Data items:

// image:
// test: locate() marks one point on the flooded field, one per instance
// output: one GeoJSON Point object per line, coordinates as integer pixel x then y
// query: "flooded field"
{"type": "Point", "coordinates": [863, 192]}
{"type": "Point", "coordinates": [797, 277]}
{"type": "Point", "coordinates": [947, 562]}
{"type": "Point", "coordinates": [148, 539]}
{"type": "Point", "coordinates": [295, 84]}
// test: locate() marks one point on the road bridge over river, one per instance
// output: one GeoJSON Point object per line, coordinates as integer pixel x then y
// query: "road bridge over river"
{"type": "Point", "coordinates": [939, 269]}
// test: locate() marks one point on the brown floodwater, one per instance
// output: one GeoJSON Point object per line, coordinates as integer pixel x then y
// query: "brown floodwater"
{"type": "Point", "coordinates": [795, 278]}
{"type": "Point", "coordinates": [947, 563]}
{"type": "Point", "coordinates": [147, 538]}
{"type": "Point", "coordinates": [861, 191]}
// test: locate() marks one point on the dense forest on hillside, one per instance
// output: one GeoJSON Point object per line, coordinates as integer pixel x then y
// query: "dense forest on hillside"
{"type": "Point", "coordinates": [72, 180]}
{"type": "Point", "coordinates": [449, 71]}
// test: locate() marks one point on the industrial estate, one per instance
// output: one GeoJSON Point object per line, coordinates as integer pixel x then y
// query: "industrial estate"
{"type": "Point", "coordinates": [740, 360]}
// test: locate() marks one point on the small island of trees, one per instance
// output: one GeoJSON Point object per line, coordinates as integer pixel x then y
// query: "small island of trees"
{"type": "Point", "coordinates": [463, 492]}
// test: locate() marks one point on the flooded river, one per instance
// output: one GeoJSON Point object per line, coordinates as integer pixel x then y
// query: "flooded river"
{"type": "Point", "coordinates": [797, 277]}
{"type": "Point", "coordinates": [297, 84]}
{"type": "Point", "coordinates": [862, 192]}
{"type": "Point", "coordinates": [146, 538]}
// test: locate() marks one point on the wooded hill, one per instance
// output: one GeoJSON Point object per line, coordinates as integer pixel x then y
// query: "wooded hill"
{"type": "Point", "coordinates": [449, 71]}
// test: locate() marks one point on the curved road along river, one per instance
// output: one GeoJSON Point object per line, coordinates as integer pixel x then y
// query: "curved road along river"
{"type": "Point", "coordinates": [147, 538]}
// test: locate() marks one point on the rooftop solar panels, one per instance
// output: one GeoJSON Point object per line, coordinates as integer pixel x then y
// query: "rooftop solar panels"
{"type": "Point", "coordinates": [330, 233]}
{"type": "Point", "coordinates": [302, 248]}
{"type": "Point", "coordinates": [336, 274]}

▸ **WHAT IS ASKED**
Copy every line above without changing anything.

▸ **CORRECT RESPONSE**
// image:
// test: locate() marks one point on the flooded field, one per instance
// output: one GeoJSON Point object per line, coordinates as integer pixel x then y
// query: "flooded field"
{"type": "Point", "coordinates": [863, 192]}
{"type": "Point", "coordinates": [797, 277]}
{"type": "Point", "coordinates": [947, 562]}
{"type": "Point", "coordinates": [148, 539]}
{"type": "Point", "coordinates": [295, 84]}
// test: locate() marks one point on the road bridge over river, one per instance
// output: one GeoJSON Point object per line, coordinates as integer pixel x then y
// query: "road bridge over river"
{"type": "Point", "coordinates": [939, 269]}
// test: locate() marks one point on the brown floodwater, one per instance
// output: one GeoJSON Point object per line, coordinates as integer pixel x then y
// query: "brown floodwater"
{"type": "Point", "coordinates": [795, 278]}
{"type": "Point", "coordinates": [947, 563]}
{"type": "Point", "coordinates": [147, 538]}
{"type": "Point", "coordinates": [861, 191]}
// test: locate() marks one point on the dense forest on hillside, one per instance
// output: one GeoJSON Point object per line, coordinates as integer pixel x then y
// query: "dense forest on hillside"
{"type": "Point", "coordinates": [72, 180]}
{"type": "Point", "coordinates": [449, 71]}
// test: locate() marks one point on the industrial estate, one per instance
// output: one GeoJSON Point object per line, coordinates as integer pixel x then y
// query: "industrial estate"
{"type": "Point", "coordinates": [740, 360]}
// test: locate() marks one point on the small island of trees, one per instance
// output: one GeoJSON Point object per line, coordinates as integer pixel x then y
// query: "small island of trees"
{"type": "Point", "coordinates": [463, 492]}
// test: locate() marks one point on the flooded river, one per instance
// output: one GeoJSON Point object per line, coordinates as integer pixel x then y
// query: "flooded river"
{"type": "Point", "coordinates": [797, 277]}
{"type": "Point", "coordinates": [297, 84]}
{"type": "Point", "coordinates": [862, 192]}
{"type": "Point", "coordinates": [146, 538]}
// test: locate() marks one point on the wooded hill, one per instance
// output: one GeoJSON Point object per line, coordinates as integer pixel x then y
// query: "wooded hill"
{"type": "Point", "coordinates": [449, 71]}
// test: locate() marks one point on the curved road along river, one per instance
// output: one GeoJSON Point object per line, coordinates as integer pixel x then y
// query: "curved road along river"
{"type": "Point", "coordinates": [147, 538]}
// test: locate() marks one point on the rooftop solar panels, one per instance
// output: one GeoJSON Point object per line, coordinates as integer pixel x then y
// query: "rooftop solar panels"
{"type": "Point", "coordinates": [330, 233]}
{"type": "Point", "coordinates": [302, 248]}
{"type": "Point", "coordinates": [336, 274]}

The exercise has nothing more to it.